• Problèmes à résoudre
1. Reproduisez fidèlement, dans le texte sur le traitement de l'eczéma, tout ce qui va de "Les mesures de" jusqu'à "pas d'effets secondaires.".
2. Prolongez, s'il vous plaît, le texte sur le traitement de l'eczéma en reprenant juste après sa dernière phrase.

• Section de texte
►

Les mesures de type dermo-cosmétique, qui consistent à éviter toute irritation cutanée (produits de toilette, vêtements appropriés), et le traitement de fond dit émollient, qui permet, à l'aide de crèmes hydratantes neutres, de rompre le cercle vicieux entre sécheresse cutanée et inflammation, restent quant à eux d'actualité. Là encore, certaines idées, émises éventuellement par les médecins (par exemple, ne pas baigner ces enfants), doivent être combattues.
La corticothérapie locale aujourd'hui
La corticothérapie locale est un traitement symptomatique très efficace de l'eczéma. Prescrite selon des règles de prudence maintenant bien définies, éventuellement associée à une antibiothérapie lorsque l'on craint une surinfection, elle n'a que peu ou pas d'effets secondaires.
C'est plutôt la corticophobie qui pose aujourd'hui problème. Traiter les poussées de dermatite atopique en utilisant des crèmes non cortisonées revient en réalité à se priver de traitement...
Quand le traitement conventionnel ne donne pas de résultats satisfaisants, il est possible de recourir à d'autres moyens : photothérapie, exceptionnellement immunosuppresseurs, comme la ciclosporine (très toxique), dans les formes très résistantes et invalidantes. A cette liste, il faut désormais ajouter le tacrolimus topique, immunomodulateur local commercialisé en France depuis juin 2003 et disponible en deux dosages (0,1 % pour adultes et 0,03 % pour adultes et enfants).

◄

• Extraits de données

►

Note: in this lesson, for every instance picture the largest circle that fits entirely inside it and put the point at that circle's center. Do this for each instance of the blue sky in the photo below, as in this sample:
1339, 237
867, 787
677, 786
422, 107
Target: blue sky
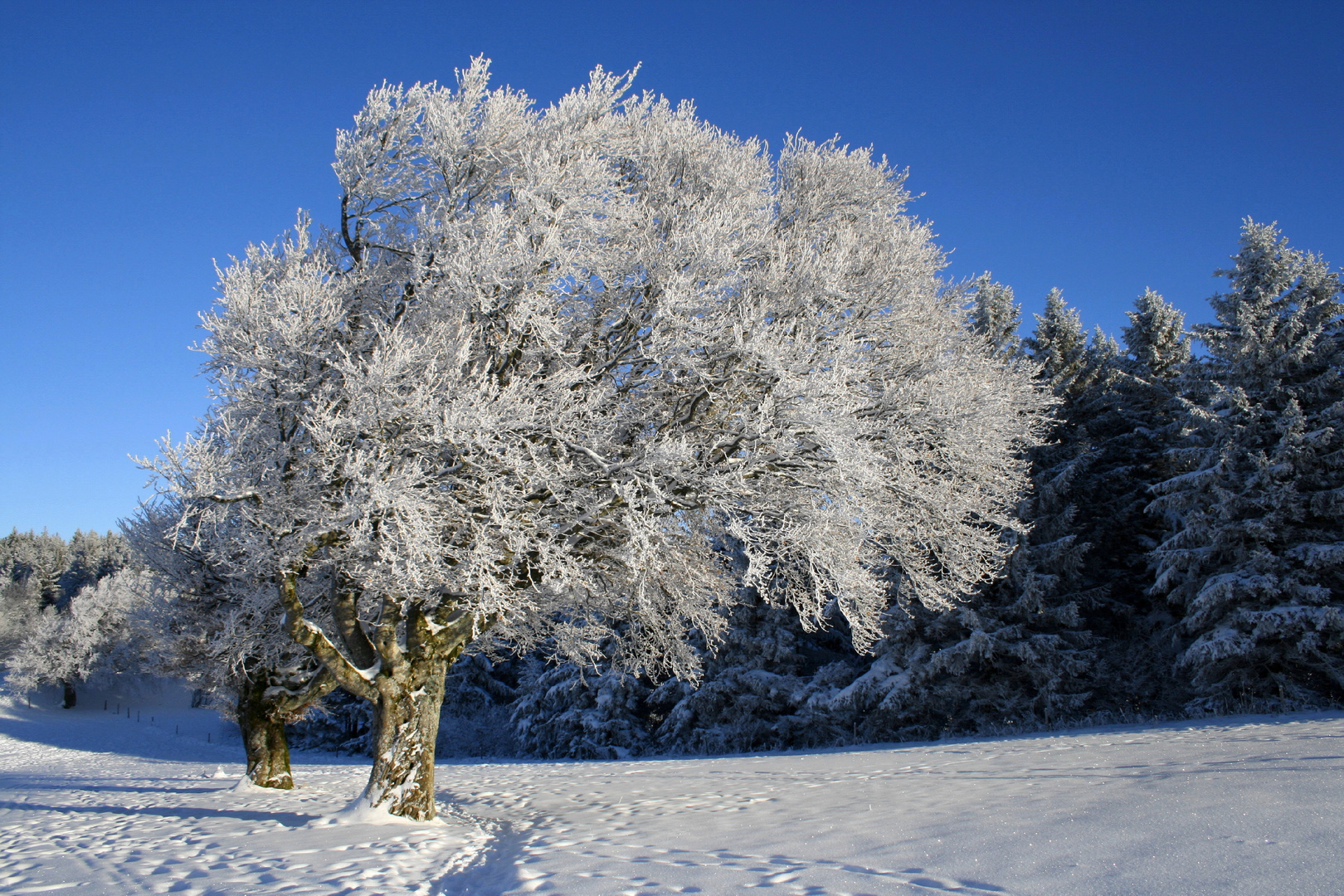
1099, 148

◄

• Résultats des tâches
1.
Les mesures de type dermo-cosmétique, qui consistent à éviter toute irritation cutanée (produits de toilette, vêtements appropriés), et le traitement de fond dit émollient, qui permet, à l'aide de crèmes hydratantes neutres, de rompre le cercle vicieux entre sécheresse cutanée et inflammation, restent quant à eux d'actualité. Là encore, certaines idées, émises éventuellement par les médecins (par exemple, ne pas baigner ces enfants), doivent être combattues.
La corticothérapie locale aujourd'hui
La corticothérapie locale est un traitement symptomatique très efficace de l'eczéma. Prescrite selon des règles de prudence maintenant bien définies, éventuellement associée à une antibiothérapie lorsque l'on craint une surinfection, elle n'a que peu ou pas d'effets secondaires.

2.
Le tacrolimus topique, médicament d'exception en France
Le tacrolimus (de même que le pimecrolimus, non disponible en France) est moins puissant à court terme que les dermocorticoïdes, mais n'en présente pas les inconvénients potentiels. Sensation d'échauffement, rougeur et prurit au niveau du site d'application sont les effets secondaires, tous transitoires, le plus fréquemment rapportés. Le recul est cependant insuffisant pour éliminer les risques, jusqu'ici purement théoriques, de favoriser les infections à court terme et les cancers cutanés à long terme.
La dermatite atopique avec atteinte du visage est une très bonne indication de ce traitement. En effet, les dermocorticoïdes peuvent dans cette situation provoquer des rosacées ou de l'érythrose, et leur utilisation au niveau des paupières est contre-indiquée, car ils augmenteraient le risque de glaucome.
Plusieurs schémas d'utilisation des immunosuppresseurs locaux pourraient être imaginés, mais les réalités réglementaires rendent cette discussion prématurée. La seule indication reconnue est, chez l'adulte comme chez l'enfant, la prise en charge de la dermatite atopique modérée à sévère, en cas de réponse inadéquate aux traitements conventionnels.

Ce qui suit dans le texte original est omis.